#### [RECORDS SUPPLIED]
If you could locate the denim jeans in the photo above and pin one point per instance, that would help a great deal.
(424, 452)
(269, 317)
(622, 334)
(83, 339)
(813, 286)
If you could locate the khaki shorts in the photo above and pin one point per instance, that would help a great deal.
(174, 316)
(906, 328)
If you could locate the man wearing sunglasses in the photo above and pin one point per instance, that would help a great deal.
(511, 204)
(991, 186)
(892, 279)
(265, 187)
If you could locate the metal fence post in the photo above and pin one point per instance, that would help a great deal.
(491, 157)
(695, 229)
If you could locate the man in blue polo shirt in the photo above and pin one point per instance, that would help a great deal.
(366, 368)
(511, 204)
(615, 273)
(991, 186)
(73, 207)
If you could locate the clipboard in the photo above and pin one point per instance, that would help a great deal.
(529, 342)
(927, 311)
==
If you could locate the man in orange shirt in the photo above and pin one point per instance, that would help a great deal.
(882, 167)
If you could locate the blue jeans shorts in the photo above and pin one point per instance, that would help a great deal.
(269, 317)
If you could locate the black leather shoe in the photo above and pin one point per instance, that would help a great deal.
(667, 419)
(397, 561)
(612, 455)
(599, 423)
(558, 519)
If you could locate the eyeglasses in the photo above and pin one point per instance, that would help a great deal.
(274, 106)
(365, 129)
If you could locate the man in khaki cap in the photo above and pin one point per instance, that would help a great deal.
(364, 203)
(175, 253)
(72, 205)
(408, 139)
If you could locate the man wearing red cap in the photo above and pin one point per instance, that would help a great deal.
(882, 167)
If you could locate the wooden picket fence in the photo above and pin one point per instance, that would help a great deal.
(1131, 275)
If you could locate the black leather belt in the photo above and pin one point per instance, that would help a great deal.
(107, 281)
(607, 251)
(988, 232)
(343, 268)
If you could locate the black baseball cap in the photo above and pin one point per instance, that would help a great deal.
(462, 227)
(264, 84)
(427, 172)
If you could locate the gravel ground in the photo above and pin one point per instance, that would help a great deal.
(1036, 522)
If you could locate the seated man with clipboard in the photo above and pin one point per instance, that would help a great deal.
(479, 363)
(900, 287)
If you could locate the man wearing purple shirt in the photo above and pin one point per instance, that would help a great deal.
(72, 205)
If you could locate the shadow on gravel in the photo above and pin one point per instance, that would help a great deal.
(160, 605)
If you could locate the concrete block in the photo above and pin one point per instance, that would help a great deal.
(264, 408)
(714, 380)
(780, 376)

#### [PROMPT]
Please reproduce the data unchanged, starting with the line that contains "If you could locate the blue" and going on through the line that contains "(1036, 522)", including both of those lines.

#### [SOLUTION TO THE EXERCISE]
If you could locate the blue jeans shorts in the photo above and pin one point per instance, that would help a great deal.
(269, 317)
If you could locate the black leather shoe in the photo above and pin one point per instance, that would help a great deal.
(667, 419)
(397, 561)
(612, 455)
(599, 423)
(558, 519)
If you could locate the eyeglasses in the photo above and pin one point per instance, that would help a great deal.
(274, 106)
(365, 129)
If you could locate the man in khaki cap in the photo above and pin one point per instance, that would help a great deal.
(364, 203)
(175, 253)
(72, 205)
(408, 139)
If you could locate the man wearing red cap in the photo above and pin one point per instance, that would help a great deal.
(882, 167)
If you could locate the wooden picket fence in the photo above and pin one point per instance, that would help a great deal.
(1131, 275)
If you could locate the black leather belt in the photo above and pin one point per instance, that would help a great deal.
(107, 281)
(607, 251)
(988, 232)
(343, 268)
If you could locate the black baseball cap in the photo above and pin one point per instance, that would help a great deal.
(462, 227)
(264, 84)
(427, 172)
If you could locate the gravel ground in the photo above and pin one point per instance, that would help a great deal.
(1036, 522)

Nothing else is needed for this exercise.